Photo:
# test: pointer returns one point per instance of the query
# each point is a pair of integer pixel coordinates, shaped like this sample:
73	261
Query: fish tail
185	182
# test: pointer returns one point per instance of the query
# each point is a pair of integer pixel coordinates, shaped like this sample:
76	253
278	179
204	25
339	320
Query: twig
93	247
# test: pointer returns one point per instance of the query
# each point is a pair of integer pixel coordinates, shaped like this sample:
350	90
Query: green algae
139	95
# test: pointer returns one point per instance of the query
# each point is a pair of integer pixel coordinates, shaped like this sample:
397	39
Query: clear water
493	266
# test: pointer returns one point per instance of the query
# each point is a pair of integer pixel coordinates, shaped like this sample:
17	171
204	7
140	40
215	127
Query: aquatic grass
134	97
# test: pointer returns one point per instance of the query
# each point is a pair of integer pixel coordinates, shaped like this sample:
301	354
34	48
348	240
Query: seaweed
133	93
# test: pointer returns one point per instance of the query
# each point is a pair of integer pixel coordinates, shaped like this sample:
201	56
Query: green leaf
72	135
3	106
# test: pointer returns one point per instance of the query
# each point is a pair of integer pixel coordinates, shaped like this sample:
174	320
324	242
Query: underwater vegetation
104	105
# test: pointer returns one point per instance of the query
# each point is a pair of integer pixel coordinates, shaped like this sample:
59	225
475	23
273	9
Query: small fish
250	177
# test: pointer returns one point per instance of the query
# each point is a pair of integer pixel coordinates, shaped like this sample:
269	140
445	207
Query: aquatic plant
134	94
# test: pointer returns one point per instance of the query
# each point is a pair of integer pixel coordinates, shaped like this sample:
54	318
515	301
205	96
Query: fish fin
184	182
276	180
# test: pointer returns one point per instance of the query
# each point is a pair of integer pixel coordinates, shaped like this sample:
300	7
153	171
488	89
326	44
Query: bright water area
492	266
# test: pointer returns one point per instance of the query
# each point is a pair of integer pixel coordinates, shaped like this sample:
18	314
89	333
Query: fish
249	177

**SHORT EXERCISE**
Pull out each line of the records that contains the word "fish" and copy it without changes.

**TASK RESULT**
Query: fish tail
Query: small fish
Query: fish fin
Query: fish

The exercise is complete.